Trecho do documento:
------------------------------------

Negócios

Sem rumo, 123 Milhas viaja

Com alegação de fatores econômicos e de mercado adversos, agência de viagens cancela produtos promocionais já vendidos e deixa clientes com destino incerto

Crédito: Marco Ankosqui

Clientes vivem a expectativa de saber se terão condições de usufruir os produtos adquiridos na empresa. Alguns já recorrem à Justiça (Crédito: Marco Ankosqui)

Por Angelo Verotti

O alerta já havia sido dado pelo Hurb, mas pouco chamou a atenção de centenas de brasileiros pegos de surpresa na sexta-feira (18) com a decisão da 123 Milhas de cancelar viagens promocionais, com datas flexíveis, programadas para o período entre setembro e dezembro. A agência de viagens on-line disse, por nota, que a decisão foi motivada por “fatores econômicos e de mercado” e citou a alta demanda por voos “que mantém elevadas as tarifas mesmo em baixa temporada”, e a taxa de juros elevada. A linha Promo, atingida pela suspensão, representa 7% dos embarques da companhia no ano.

A decisão da 123 Milhas é idêntica à tomada pelo Hurb em abril. À época, a plataforma passou a cancelar viagens promocionais de clientes e teve a venda de pacotes suspensa pelo Ministério da Justiça e Segurança Pública.

------------------------------------

Dados fornecidos:
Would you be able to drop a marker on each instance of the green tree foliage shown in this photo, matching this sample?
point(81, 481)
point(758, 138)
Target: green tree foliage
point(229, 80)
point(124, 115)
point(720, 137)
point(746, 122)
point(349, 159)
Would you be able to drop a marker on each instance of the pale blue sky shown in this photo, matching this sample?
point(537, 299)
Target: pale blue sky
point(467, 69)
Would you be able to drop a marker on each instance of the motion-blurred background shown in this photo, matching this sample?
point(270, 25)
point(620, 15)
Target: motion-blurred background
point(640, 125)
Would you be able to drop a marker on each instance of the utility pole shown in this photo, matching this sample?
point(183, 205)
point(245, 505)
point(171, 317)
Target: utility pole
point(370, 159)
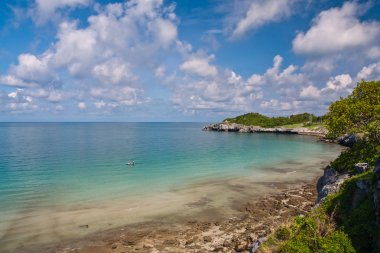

------------------------------------

Descrição do exercício: Segundo o trecho do documento, que parcela dos embarques da 123 Milhas no ano corresponde à linha Promo? Responda em uma frase, por favor. Este material vem de outra fonte.

Resultado da tarefa: A linha Promo representa 7% dos embarques da companhia no ano.